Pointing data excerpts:
┏━━

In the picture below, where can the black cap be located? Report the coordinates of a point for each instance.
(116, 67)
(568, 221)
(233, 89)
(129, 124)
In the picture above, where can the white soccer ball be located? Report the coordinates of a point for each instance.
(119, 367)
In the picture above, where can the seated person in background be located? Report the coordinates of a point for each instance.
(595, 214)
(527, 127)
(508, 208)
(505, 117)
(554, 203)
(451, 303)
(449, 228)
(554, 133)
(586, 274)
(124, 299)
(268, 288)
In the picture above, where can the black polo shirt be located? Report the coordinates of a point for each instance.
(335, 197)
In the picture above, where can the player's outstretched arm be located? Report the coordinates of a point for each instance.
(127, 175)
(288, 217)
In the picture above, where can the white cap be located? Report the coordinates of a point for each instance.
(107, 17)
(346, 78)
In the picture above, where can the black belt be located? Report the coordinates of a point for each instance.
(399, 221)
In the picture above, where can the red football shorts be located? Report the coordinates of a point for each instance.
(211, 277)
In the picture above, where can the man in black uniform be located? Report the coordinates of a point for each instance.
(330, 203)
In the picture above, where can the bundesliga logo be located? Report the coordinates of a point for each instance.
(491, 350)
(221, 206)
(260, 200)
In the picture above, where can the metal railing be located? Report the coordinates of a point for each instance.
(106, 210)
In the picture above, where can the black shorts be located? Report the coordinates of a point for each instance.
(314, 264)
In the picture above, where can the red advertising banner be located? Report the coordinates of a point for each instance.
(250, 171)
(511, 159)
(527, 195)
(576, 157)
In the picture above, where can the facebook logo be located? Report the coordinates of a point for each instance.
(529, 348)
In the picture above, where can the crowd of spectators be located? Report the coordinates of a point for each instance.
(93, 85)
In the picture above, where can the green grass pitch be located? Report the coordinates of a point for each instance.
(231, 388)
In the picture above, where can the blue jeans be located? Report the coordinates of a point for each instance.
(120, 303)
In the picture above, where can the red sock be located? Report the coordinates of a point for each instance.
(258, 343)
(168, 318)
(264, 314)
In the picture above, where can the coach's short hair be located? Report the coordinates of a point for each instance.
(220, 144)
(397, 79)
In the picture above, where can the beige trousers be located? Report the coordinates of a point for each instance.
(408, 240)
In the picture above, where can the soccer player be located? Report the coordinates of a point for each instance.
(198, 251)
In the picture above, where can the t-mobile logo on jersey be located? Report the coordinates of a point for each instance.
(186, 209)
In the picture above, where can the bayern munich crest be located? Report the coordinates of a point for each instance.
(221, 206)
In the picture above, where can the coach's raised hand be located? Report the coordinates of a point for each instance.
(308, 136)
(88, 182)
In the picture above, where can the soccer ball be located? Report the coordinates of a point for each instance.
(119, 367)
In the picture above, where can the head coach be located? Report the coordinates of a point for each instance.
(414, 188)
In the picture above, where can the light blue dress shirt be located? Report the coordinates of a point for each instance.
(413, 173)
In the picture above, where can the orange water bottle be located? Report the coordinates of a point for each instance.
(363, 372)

┗━━

Written request: Recast the items as a numbered list, starting at the line that contains "In the picture above, where can the t-mobile" and ending at the last line of the items, both ends included. Omit blank lines.

Result:
1. In the picture above, where can the t-mobile logo on jersey be located? Report the coordinates of a point for each instance.
2. (186, 209)
3. In the picture above, where can the bayern munich crest be located? Report the coordinates of a point for each instance.
4. (221, 206)
5. In the picture above, where can the coach's raised hand be located? Report the coordinates of a point for each instance.
6. (308, 136)
7. (88, 182)
8. In the picture above, where can the soccer ball be located? Report the coordinates of a point for each instance.
9. (119, 367)
10. In the picture above, where can the head coach be located? Report the coordinates of a point for each instance.
11. (414, 188)
12. In the picture above, where can the light blue dress shirt be located? Report the coordinates of a point for each instance.
13. (413, 173)
14. In the picture above, where can the orange water bottle be located? Report the coordinates of a point for each instance.
15. (363, 372)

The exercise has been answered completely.